Title:
Light emitting device with low back facet reflections
Kind Code:
A1


Abstract:
Back facet reflections are substantially minimized in a tilted, ridge wave-guide SLD. One end of the wave-guide terminates at the front facet and the other end terminates proximate, but not necessarily at, the back facet. The back facet termination includes a radiating structure causing light to dissipate prior to striking the rear facet.



Inventors:
Alphonse, Gerard (Princeton, NJ, US)
Application Number:
10/461023
Publication Date:
04/01/2004
Filing Date:
06/13/2003
Assignee:
ALPHONSE GERARD
Primary Class:
Other Classes:
257/95, 257/E33.054
International Classes:
H01L33/00; (IPC1-7): H01L33/00
View Patent Images:



Primary Examiner:
WILLIAMS, ALEXANDER O
Attorney, Agent or Firm:
INTELLECTUAL PROPERTY DOCKET ADMINISTRATOR (GIBBONS, DEL DEO, DOLAN, GRIFFINGER & VECCHIONE 1 RIVERFRONT PLAZA, NEWARK, NJ, 07102, US)
Claims:

What is claimed is:



1. A light emitting device comprising: a body having at least one facet and an active region; a waveguide arranged to form an effective optical beam path at said active region, the waveguide having an end terminating at the at least one facet and another end including a light radiating structure arranged to dissipate light reflected from the at least one facet and propagating to another end prior to a reflection from at least another facet, the device outputting light at the end terminating at the at least one facet.

2. The light emitting device of claim 1 wherein the light radiating structure includes a termination portion wherein the optical beam path defines a nonlinear path.

3. The light emitting device of claim 2 wherein the light radiating structure defines an arc.

4. The light emitting device of claim 3 wherein the arc is prescribed by a plurality of radii.

5. The light emitting device of claim 1 wherein the light radiating structure includes a tip.

6. The light emitting device of claim 3 wherein the light radiating structure includes a tip.

7. The light emitting device of claim 1 wherein the body includes another facet substantially opposed to the at least one facet, wherein the another end terminates a distance from the another facet.

8. The light emitting device of claim 7, the body further including a pumped region and an unpumped region, wherein the another end terminates in the unpumped region.

9. The light emitting device of claim 8 wherein the waveguide comprises a ridge waveguide.

10. The light emitting device of claim 1 wherein the waveguide operates in a single transverse mode.

11. The light emitting device of claim 1 wherein the waveguide comprises a tilted waveguide.

12. The light emitting device of claim 1 wherein a spectral modulation of emitted light has a value of less than 2%.

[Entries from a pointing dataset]
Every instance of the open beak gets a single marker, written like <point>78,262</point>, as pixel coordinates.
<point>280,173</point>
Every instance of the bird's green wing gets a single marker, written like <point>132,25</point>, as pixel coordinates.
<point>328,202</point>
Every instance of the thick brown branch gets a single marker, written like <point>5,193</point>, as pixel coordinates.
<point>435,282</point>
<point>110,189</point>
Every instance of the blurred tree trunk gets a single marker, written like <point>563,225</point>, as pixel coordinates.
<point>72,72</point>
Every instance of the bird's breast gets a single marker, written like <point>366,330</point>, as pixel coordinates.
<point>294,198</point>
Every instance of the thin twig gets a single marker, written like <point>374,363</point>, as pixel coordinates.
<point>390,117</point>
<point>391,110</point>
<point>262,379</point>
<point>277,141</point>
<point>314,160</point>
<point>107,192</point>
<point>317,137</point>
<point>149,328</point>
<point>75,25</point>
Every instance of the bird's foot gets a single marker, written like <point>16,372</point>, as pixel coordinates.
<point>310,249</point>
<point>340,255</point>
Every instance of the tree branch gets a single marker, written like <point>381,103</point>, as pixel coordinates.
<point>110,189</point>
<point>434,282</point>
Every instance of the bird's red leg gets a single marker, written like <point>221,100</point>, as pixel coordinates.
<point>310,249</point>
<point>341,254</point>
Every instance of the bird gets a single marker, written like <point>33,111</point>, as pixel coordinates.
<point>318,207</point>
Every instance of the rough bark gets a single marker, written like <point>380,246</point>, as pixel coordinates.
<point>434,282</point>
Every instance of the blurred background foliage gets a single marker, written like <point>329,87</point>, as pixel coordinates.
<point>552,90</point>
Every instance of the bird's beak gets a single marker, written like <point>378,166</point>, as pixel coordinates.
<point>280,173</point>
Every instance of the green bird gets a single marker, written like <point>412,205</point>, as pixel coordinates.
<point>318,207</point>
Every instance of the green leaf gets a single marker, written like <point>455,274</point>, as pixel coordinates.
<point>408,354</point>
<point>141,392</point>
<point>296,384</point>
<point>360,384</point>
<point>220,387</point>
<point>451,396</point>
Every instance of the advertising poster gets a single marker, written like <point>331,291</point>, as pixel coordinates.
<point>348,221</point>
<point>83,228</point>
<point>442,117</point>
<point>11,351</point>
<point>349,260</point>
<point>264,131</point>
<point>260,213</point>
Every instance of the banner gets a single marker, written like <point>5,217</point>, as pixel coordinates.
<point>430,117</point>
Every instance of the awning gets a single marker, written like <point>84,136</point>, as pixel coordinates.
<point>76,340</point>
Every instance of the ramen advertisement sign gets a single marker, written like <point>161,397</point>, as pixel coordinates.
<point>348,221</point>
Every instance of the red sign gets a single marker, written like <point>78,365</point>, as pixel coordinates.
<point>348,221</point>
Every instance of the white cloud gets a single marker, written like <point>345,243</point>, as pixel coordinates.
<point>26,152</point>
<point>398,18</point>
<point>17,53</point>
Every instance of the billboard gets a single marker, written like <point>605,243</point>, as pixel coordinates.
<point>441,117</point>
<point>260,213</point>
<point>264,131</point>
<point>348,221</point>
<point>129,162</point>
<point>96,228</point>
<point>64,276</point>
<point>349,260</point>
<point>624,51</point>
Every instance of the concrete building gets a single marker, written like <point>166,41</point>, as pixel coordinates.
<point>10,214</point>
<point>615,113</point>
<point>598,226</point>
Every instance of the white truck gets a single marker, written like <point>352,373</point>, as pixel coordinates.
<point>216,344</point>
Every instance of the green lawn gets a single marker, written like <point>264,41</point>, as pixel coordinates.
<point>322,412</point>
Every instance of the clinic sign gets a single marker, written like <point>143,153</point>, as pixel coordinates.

JOB 1: In the patent listing, rewrite the abstract paragraph that begins "Back facet reflections are substantially minimized" as a short bulleted list, keeping its main facts.
JOB 2: Reproduce the part of the patent listing between "7. The light" and "a tilted waveguide.", inclusive, without altering a word.

REPLY 1:
- In a tilted, ridge waveguide SLD, back facet reflections are substantially minimized.
- One waveguide end terminates at the front facet.
- The other end terminates near the back facet, not necessarily at it.
- That back-end termination includes a radiating structure that dissipates light before it strikes the rear facet.

REPLY 2:
7. The light emitting device of claim 1 wherein the body includes another facet substantially opposed to the at least one facet, wherein the another end terminates a distance from the another facet.

8. The light emitting device of claim 7, the body further including a pumped region and an unpumped region, wherein the another end terminates in the unpumped region.

9. The light emitting device of claim 8 wherein the waveguide comprises a ridge waveguide.

10. The light emitting device of claim 1 wherein the waveguide operates in a single transverse mode.

11. The light emitting device of claim 1 wherein the waveguide comprises a tilted waveguide.